***** Data supplied *****

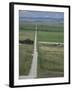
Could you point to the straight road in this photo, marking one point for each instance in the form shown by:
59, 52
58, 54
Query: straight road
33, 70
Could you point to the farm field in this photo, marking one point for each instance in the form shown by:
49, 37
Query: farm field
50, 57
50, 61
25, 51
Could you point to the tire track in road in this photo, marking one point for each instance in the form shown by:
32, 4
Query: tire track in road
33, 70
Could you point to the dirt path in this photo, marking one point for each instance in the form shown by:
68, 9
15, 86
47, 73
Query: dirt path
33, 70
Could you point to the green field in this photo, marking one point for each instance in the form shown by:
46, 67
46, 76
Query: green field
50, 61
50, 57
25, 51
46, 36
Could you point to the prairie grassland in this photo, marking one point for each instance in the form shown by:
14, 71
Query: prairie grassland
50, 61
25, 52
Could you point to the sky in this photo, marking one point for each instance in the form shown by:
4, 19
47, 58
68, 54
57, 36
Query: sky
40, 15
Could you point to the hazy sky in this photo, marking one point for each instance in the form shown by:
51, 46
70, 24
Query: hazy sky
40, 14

*****
***** Data supplied *****

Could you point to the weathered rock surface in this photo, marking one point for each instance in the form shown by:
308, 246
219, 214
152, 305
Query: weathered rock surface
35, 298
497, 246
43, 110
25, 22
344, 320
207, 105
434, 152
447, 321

*****
***** Data supplied *****

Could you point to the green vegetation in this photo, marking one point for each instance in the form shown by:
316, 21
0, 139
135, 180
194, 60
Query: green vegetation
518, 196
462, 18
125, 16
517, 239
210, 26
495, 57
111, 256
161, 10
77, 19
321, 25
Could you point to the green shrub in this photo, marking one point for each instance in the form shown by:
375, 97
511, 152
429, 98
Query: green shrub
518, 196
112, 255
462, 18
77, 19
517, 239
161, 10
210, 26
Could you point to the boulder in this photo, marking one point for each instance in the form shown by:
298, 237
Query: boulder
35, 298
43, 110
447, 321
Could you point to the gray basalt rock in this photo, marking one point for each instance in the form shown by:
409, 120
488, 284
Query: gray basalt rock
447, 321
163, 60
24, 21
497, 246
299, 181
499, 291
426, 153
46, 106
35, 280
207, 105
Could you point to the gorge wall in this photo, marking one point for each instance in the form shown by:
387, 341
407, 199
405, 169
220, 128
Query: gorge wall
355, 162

*****

Pull out every line of the data above that contains the string "basalt", matching case exactly.

Could you point to the gray basalt rock in this photo, marking one point for each instance in the form shown by:
Query: gray basalt rock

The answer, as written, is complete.